START Material provided

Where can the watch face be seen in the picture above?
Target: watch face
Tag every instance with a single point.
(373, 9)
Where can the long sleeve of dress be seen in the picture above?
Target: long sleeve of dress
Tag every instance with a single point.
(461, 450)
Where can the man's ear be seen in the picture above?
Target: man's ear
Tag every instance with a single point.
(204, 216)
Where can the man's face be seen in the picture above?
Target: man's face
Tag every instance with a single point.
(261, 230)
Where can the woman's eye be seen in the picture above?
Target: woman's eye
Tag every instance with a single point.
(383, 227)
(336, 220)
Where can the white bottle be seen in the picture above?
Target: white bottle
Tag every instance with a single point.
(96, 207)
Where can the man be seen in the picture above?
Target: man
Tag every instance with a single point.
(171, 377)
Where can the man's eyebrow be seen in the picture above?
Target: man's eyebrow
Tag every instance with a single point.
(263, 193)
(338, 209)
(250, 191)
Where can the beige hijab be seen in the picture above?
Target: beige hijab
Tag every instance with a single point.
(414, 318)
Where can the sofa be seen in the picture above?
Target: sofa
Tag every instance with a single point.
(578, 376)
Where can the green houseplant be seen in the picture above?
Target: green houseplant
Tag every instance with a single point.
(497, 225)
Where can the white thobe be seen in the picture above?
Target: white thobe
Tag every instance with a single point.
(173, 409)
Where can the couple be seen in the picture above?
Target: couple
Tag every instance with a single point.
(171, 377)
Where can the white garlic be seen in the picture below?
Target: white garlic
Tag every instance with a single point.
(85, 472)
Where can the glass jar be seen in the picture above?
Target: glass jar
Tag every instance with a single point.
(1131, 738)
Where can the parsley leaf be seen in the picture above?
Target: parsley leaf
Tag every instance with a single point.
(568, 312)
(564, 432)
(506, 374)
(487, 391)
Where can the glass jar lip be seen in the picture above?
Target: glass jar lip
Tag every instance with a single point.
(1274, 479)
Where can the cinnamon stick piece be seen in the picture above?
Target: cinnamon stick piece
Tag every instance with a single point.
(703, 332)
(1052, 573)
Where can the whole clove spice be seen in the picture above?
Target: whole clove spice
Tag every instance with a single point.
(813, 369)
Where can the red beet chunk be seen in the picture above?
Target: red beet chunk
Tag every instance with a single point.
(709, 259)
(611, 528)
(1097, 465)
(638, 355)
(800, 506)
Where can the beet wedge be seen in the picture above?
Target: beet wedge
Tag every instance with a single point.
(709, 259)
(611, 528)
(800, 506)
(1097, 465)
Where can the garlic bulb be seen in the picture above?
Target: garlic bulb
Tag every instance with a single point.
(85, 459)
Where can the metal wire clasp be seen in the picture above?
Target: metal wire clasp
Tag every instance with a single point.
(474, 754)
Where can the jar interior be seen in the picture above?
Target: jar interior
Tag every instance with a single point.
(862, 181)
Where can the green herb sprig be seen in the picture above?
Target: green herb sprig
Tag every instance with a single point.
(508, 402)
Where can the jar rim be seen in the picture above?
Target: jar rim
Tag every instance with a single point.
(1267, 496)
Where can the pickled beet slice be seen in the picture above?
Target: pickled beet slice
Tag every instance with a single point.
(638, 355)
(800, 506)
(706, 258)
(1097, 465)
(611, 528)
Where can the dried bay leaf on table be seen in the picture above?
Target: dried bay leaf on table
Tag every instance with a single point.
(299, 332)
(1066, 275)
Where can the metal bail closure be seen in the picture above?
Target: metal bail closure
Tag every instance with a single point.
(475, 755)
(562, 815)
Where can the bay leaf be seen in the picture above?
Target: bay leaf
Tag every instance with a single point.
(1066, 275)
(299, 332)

END Material provided

Stated goal: Would you give again, word for word, every line from the one with "Where can the cinnamon" through the final line of the listing above?

Correct response:
Where can the cinnamon stick piece be seen in the picture above?
Target: cinnamon stick piece
Tag every instance with a single point.
(703, 332)
(1052, 573)
Where can the whole clove spice be seen in the picture above?
Target: whole clove spice
Tag every instance with a single point.
(813, 369)
Where can the red beet chunk be seen in the picture above?
Target: red beet chunk
Tag every instance with a single point.
(709, 259)
(611, 528)
(1097, 465)
(638, 355)
(800, 506)
Where can the beet wedge be seen in the picture above?
Target: beet wedge
Tag every instance with a single point.
(709, 259)
(611, 528)
(800, 506)
(1097, 465)
Where can the garlic bulb be seen in the picture above?
Target: garlic bulb
Tag every instance with a single point.
(85, 459)
Where can the metal wire clasp be seen in the picture above?
Target: metal wire clasp
Tag every instance with a single point.
(474, 754)
Where can the jar interior be seen in the picture above?
Target: jar interior
Tag every instance with a single point.
(862, 181)
Where can the green herb sprig be seen in the picture above?
Target: green herb sprig
Tag every instance with a single point.
(508, 402)
Where can the jar rim be seen in the picture above?
Target: jar rim
Tag every instance with a single point.
(1267, 496)
Where can the pickled beet slice be seen in the picture above?
Target: pickled beet slice
Tag every instance with a single point.
(638, 355)
(800, 506)
(706, 258)
(1097, 465)
(611, 528)
Where can the dried bay leaf on table be seen in the picture above?
Target: dried bay leaf on table
Tag every instance with a single point.
(299, 332)
(1066, 275)
Where can the metal bail closure be seen in the picture above?
Target: metal bail closure
Tag every instance with a single point.
(475, 755)
(562, 815)
Where can the bay leaf be seen in the picture above?
Target: bay leaf
Tag every instance with a single point.
(1066, 275)
(299, 332)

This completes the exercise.